Pick out each line of the material below that contains the string "every" and copy those lines, treating uppercase and lowercase letters as distinct.
>> start Available records
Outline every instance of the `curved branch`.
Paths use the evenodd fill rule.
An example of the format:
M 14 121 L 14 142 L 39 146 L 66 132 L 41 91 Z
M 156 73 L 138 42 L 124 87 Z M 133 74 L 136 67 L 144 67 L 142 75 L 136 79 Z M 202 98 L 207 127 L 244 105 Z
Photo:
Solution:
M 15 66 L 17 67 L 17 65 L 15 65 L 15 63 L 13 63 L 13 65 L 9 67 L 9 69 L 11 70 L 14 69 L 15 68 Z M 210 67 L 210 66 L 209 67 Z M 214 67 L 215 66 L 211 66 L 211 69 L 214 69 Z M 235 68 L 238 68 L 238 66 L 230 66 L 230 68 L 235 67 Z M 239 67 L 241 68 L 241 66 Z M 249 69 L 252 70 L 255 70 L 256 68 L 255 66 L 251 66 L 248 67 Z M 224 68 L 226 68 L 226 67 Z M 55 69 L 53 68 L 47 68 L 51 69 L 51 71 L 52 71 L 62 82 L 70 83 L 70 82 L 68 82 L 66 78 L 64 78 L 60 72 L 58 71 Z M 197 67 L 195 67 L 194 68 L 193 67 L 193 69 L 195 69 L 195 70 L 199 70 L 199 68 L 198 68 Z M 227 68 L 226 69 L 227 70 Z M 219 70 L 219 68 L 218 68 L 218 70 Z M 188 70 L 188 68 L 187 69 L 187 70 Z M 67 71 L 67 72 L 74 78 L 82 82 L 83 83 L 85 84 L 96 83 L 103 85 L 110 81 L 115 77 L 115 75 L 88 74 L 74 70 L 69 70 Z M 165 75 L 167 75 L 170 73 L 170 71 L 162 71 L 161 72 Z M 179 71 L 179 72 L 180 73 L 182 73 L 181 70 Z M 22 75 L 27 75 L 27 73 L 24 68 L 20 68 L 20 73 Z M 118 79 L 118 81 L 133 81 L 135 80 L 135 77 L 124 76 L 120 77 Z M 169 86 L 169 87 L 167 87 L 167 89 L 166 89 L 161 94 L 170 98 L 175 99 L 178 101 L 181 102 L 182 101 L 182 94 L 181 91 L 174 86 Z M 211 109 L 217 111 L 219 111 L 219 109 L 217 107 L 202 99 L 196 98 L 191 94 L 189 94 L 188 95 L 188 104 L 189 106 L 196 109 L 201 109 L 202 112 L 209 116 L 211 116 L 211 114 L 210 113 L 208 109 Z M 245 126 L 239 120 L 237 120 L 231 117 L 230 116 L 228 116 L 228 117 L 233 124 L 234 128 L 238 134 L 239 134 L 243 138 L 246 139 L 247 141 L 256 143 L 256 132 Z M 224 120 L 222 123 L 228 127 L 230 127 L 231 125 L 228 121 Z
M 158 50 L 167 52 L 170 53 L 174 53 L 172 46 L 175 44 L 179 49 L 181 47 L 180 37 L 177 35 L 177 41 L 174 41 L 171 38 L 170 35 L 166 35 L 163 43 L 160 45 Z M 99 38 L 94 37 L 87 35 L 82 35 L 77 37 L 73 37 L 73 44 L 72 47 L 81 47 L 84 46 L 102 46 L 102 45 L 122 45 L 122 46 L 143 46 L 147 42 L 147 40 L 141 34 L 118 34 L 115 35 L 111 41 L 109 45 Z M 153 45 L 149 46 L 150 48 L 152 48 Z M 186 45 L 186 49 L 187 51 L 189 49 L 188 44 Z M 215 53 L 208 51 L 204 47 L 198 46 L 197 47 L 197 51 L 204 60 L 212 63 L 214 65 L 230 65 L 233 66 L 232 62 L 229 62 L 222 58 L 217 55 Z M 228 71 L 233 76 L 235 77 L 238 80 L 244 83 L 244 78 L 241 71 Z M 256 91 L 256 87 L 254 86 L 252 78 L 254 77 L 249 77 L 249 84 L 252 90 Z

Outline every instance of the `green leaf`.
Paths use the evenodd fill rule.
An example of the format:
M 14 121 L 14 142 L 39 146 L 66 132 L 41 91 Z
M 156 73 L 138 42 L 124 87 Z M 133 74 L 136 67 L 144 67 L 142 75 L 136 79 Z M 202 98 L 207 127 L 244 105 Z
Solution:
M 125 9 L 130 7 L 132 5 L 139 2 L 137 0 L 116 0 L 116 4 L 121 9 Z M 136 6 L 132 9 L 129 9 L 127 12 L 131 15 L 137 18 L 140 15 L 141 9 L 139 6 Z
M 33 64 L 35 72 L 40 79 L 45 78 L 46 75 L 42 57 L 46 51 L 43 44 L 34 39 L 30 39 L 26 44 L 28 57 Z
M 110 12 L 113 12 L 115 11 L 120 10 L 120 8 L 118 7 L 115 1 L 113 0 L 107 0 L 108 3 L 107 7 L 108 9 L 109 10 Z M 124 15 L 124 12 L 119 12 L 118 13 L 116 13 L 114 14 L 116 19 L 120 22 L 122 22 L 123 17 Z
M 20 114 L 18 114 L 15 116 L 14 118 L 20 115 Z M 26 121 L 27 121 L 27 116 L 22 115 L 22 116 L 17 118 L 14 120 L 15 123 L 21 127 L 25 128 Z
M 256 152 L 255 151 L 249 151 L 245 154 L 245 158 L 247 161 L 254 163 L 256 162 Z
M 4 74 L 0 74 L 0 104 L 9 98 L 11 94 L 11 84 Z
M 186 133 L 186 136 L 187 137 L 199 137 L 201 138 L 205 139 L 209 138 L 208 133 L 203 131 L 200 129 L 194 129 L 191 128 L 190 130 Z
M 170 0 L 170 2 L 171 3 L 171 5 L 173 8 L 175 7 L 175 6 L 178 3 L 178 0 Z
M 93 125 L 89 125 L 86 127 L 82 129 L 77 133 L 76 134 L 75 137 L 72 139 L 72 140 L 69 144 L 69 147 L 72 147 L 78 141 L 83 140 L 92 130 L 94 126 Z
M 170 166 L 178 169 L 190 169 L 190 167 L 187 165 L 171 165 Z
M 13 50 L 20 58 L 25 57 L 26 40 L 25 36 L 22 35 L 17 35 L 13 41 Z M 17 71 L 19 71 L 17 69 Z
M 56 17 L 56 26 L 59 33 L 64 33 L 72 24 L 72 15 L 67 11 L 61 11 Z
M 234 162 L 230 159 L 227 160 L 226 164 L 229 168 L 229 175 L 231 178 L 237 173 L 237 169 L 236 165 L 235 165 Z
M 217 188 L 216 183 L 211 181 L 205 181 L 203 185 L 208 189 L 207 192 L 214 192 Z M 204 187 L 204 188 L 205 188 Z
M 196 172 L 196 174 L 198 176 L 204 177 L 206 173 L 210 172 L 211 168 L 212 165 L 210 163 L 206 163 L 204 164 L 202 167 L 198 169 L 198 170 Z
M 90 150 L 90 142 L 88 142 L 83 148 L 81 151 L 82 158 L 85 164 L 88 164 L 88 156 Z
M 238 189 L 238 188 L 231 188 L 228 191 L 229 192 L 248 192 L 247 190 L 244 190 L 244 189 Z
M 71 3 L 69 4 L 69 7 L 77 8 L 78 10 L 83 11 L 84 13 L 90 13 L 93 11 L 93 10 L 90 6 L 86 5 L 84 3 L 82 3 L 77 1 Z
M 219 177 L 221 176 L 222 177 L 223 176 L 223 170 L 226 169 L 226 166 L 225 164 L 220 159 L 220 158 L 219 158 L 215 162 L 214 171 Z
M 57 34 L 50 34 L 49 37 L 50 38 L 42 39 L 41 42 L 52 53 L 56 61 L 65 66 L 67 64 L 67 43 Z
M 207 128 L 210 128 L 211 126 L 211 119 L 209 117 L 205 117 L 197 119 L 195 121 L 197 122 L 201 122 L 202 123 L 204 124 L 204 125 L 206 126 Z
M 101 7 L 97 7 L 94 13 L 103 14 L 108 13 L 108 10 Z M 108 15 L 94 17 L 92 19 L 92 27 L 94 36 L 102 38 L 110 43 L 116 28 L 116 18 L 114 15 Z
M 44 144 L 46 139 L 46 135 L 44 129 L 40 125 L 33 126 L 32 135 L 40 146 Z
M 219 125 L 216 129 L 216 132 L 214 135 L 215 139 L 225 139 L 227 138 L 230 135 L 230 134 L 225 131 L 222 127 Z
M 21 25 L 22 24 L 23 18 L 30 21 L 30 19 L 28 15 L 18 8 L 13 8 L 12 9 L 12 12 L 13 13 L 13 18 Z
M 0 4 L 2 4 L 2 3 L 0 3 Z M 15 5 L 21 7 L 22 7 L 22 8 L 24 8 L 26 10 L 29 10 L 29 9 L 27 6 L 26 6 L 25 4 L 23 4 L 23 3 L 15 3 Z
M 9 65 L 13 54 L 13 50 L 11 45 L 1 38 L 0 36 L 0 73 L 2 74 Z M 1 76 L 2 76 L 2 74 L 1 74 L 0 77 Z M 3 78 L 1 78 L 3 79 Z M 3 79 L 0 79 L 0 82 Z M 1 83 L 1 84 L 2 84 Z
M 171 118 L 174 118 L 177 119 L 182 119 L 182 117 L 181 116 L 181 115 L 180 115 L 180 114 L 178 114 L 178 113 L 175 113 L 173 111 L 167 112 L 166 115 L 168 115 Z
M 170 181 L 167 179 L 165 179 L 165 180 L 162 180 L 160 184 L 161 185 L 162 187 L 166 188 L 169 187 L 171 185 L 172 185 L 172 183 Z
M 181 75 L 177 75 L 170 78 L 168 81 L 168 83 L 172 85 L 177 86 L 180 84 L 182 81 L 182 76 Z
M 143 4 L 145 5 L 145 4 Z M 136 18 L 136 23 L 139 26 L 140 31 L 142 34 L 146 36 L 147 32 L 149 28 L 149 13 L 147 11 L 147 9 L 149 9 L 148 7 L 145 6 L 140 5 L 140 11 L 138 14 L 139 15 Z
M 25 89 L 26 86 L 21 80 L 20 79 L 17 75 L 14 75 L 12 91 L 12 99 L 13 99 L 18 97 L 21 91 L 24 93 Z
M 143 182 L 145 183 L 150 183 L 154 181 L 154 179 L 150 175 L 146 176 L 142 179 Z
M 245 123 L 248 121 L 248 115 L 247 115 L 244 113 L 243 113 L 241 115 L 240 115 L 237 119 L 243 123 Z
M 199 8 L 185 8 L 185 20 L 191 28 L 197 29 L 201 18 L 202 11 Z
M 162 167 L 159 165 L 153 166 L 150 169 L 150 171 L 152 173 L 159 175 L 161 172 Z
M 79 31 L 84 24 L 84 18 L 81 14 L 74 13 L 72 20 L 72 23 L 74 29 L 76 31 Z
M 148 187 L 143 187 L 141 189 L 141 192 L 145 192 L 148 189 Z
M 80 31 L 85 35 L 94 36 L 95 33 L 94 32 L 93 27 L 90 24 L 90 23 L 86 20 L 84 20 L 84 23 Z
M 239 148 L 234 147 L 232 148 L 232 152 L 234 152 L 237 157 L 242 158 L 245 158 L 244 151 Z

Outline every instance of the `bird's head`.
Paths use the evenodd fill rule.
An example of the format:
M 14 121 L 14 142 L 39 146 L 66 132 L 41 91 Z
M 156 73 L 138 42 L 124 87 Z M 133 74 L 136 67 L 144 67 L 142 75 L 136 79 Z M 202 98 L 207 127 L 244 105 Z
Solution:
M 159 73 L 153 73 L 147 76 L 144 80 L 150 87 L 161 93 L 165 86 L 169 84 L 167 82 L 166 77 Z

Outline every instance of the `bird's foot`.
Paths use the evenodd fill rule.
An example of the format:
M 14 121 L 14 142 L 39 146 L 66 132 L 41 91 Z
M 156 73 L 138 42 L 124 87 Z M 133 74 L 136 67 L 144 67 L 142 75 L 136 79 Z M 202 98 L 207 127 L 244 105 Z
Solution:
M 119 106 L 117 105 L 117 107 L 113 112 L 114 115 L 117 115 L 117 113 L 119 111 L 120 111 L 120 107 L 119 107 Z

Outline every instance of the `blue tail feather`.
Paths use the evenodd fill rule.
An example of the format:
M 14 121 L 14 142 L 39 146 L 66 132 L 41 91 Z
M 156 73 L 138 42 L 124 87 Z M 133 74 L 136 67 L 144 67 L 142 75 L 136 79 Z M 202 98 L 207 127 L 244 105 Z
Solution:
>> end Available records
* _The output_:
Outline every instance of the `curved branch`.
Outline every instance of the `green leaf`.
Outline every instance of the `bird's head`.
Outline every instance of the `bird's foot`.
Outline every instance of the `blue tail feather`.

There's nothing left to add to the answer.